-- Begin Data for the task --
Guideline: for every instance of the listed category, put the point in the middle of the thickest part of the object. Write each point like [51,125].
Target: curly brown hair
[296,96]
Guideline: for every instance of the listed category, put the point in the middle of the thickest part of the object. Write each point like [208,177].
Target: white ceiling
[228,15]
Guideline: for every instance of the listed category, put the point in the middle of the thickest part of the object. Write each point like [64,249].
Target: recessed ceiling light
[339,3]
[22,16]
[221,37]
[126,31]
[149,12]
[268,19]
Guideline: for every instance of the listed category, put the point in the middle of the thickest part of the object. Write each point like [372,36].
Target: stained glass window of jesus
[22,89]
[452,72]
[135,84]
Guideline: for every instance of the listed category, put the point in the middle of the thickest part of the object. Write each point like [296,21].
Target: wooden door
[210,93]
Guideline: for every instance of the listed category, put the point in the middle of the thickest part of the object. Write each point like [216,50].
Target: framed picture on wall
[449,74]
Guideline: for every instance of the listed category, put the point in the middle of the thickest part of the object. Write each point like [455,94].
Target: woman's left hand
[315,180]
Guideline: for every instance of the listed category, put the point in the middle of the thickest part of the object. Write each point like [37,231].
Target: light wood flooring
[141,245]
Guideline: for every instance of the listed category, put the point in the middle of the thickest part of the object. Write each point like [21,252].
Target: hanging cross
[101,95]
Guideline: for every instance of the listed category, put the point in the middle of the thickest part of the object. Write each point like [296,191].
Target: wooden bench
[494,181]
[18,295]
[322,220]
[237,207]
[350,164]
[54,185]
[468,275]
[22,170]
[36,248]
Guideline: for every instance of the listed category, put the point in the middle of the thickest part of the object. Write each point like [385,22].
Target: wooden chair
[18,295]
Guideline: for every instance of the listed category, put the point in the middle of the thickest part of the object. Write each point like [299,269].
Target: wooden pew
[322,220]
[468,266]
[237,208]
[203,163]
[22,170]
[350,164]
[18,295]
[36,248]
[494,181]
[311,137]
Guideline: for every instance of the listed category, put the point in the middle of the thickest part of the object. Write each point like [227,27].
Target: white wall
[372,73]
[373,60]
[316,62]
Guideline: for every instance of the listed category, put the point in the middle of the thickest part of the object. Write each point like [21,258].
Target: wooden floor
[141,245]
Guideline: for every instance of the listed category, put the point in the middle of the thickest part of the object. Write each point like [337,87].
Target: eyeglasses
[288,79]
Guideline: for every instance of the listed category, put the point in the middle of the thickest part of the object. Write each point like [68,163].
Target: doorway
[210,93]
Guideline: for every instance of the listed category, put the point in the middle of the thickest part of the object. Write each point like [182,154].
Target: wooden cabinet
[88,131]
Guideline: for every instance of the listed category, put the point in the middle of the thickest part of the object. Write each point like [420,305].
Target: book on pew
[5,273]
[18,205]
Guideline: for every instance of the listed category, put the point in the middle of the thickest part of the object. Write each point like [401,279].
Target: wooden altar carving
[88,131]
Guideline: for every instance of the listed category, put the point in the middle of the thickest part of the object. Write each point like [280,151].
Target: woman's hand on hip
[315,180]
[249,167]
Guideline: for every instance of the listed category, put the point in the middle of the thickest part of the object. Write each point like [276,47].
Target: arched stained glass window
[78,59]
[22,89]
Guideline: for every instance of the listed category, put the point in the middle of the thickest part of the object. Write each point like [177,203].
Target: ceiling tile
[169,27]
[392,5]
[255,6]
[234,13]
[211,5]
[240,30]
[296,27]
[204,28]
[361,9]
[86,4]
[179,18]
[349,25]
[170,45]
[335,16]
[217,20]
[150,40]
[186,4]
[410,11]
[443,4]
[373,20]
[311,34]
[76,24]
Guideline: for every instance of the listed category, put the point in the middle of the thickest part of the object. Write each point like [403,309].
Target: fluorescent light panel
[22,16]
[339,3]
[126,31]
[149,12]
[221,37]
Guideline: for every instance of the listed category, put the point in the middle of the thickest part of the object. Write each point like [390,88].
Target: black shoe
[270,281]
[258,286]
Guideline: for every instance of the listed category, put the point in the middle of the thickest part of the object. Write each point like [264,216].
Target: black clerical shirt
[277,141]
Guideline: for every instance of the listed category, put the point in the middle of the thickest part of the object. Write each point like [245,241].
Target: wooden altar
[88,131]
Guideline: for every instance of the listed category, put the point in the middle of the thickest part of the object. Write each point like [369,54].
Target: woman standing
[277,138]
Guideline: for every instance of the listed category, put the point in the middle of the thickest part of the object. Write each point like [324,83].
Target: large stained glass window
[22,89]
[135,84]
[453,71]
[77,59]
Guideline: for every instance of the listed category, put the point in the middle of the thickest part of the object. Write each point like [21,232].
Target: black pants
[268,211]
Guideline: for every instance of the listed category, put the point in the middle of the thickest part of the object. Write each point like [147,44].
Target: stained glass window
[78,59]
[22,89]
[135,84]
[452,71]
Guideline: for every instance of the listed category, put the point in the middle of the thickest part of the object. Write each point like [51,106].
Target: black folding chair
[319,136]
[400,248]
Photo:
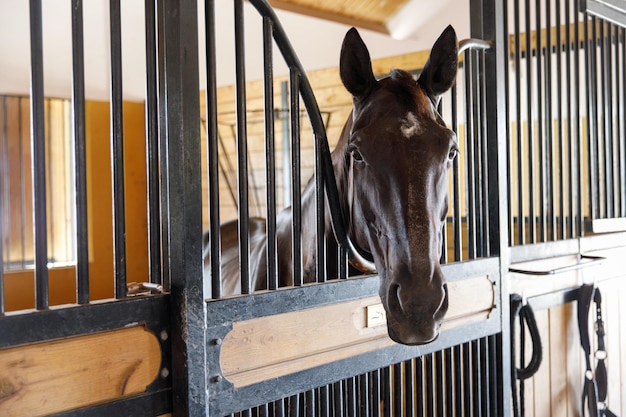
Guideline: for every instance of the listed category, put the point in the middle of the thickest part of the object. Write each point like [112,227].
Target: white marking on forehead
[409,125]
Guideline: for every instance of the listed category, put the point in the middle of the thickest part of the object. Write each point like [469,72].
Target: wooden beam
[272,346]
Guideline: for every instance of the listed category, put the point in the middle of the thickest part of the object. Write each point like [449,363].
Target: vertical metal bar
[521,178]
[181,122]
[532,221]
[80,150]
[376,384]
[486,219]
[4,175]
[49,185]
[456,185]
[320,215]
[459,389]
[569,138]
[471,171]
[592,128]
[549,135]
[163,134]
[363,405]
[311,409]
[38,152]
[603,126]
[213,139]
[270,154]
[117,151]
[324,401]
[427,386]
[541,140]
[284,93]
[578,122]
[448,381]
[351,396]
[338,399]
[619,128]
[152,146]
[550,196]
[561,153]
[242,150]
[409,385]
[398,389]
[622,130]
[22,188]
[439,382]
[296,206]
[608,94]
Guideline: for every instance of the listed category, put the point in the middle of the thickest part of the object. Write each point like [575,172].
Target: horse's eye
[356,155]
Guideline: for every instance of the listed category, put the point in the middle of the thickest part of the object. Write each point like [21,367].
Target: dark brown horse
[391,166]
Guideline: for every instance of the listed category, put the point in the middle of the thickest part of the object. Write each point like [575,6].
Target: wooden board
[263,348]
[51,377]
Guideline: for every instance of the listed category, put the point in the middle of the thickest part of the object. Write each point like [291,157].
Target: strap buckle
[600,355]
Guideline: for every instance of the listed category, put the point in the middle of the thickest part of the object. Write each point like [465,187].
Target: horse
[391,167]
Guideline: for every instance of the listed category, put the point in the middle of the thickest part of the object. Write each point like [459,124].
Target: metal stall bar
[270,154]
[38,149]
[578,128]
[491,24]
[572,147]
[521,223]
[296,204]
[541,139]
[80,150]
[152,146]
[457,218]
[117,151]
[242,150]
[561,220]
[212,146]
[621,125]
[4,181]
[592,113]
[549,193]
[482,161]
[470,136]
[180,118]
[532,221]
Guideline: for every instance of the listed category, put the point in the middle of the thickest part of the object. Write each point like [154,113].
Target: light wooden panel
[369,14]
[272,346]
[556,389]
[51,377]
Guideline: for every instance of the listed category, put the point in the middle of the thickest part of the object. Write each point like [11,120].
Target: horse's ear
[355,66]
[440,70]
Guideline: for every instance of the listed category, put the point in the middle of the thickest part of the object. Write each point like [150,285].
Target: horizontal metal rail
[592,261]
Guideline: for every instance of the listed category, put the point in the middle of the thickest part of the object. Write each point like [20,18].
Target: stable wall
[19,284]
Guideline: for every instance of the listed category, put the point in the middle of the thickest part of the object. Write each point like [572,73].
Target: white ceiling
[316,42]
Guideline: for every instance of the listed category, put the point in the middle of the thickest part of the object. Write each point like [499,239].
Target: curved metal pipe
[473,43]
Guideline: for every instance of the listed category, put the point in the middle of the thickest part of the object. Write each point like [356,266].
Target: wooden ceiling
[367,14]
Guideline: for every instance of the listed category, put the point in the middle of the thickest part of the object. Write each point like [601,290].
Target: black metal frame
[186,323]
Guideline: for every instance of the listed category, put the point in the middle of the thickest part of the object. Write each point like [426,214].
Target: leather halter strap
[595,383]
[521,309]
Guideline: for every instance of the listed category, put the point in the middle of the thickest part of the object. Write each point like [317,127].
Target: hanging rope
[526,320]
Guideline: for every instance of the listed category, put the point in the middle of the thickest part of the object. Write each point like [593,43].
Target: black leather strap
[595,384]
[526,319]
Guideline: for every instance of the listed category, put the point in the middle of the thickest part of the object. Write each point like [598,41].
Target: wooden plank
[541,380]
[557,337]
[272,346]
[56,376]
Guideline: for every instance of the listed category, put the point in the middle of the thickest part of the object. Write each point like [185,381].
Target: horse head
[393,161]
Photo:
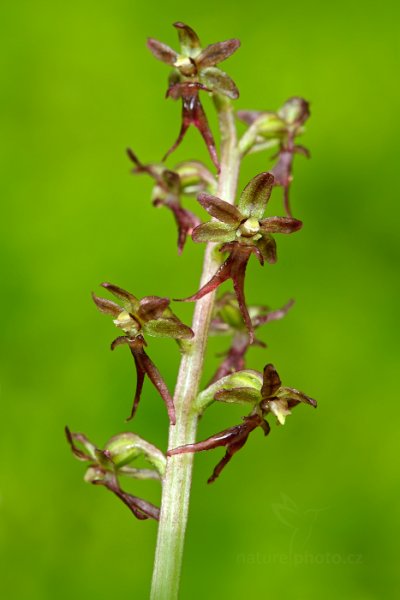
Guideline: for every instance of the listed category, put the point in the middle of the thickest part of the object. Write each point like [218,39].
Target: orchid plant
[235,232]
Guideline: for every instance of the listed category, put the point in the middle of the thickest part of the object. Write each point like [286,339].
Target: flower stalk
[238,229]
[178,475]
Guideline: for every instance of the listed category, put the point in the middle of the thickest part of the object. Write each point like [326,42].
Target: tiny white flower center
[250,227]
[125,322]
[185,65]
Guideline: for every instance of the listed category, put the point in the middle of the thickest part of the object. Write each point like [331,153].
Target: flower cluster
[236,230]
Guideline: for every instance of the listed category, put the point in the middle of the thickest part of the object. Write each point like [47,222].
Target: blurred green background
[309,513]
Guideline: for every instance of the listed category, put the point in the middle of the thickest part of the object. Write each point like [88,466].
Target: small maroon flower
[271,398]
[243,232]
[149,316]
[194,70]
[227,320]
[283,126]
[167,192]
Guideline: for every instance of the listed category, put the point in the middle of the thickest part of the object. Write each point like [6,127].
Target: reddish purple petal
[280,225]
[188,38]
[152,307]
[107,307]
[162,51]
[271,382]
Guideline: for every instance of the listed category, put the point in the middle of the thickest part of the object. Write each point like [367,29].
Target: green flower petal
[242,395]
[255,195]
[172,328]
[219,82]
[214,232]
[221,210]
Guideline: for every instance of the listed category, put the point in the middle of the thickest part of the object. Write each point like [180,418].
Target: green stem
[178,475]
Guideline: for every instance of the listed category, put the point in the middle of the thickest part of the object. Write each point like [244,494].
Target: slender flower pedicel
[237,230]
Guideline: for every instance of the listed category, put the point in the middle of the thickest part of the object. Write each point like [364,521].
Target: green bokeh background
[310,512]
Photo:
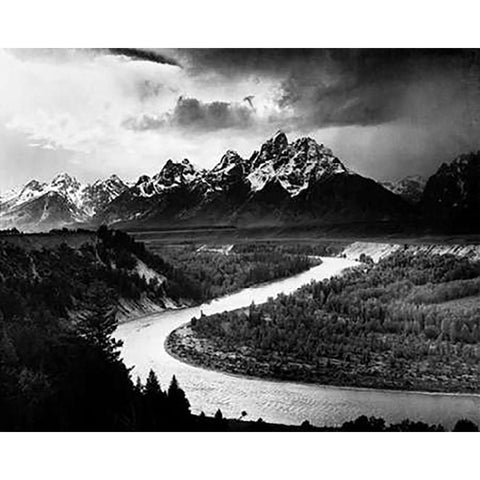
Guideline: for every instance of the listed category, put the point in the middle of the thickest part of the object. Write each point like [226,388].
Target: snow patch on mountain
[294,165]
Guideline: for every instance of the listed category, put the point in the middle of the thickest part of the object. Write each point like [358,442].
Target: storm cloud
[193,114]
[385,113]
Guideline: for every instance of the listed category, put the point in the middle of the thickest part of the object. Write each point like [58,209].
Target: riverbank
[187,347]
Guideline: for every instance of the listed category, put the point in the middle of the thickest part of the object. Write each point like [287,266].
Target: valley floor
[188,347]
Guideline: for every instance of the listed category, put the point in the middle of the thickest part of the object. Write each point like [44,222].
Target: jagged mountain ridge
[301,182]
[281,184]
[452,195]
[63,201]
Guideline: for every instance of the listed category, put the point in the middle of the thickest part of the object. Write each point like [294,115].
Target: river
[278,402]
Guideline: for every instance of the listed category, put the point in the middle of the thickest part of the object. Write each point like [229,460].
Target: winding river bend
[279,402]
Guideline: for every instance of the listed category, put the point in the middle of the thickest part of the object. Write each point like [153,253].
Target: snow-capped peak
[294,165]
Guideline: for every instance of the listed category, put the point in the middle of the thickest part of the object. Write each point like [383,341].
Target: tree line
[389,324]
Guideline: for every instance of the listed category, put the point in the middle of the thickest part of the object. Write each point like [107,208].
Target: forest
[216,274]
[409,322]
[60,367]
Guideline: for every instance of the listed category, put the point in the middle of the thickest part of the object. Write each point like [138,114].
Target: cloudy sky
[92,113]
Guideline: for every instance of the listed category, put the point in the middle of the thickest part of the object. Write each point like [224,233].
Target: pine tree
[99,322]
[179,405]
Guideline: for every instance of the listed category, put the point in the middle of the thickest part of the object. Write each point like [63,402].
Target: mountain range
[63,201]
[299,183]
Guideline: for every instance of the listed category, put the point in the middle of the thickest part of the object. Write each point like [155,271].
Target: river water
[279,402]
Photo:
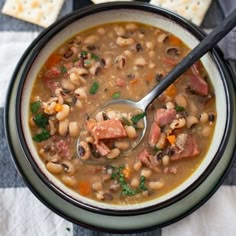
-- End Data for the task --
Job =
List every line of the material above that contains the string "hand".

Answer to this task =
Target: woman's left hand
Target: woman's hand on hip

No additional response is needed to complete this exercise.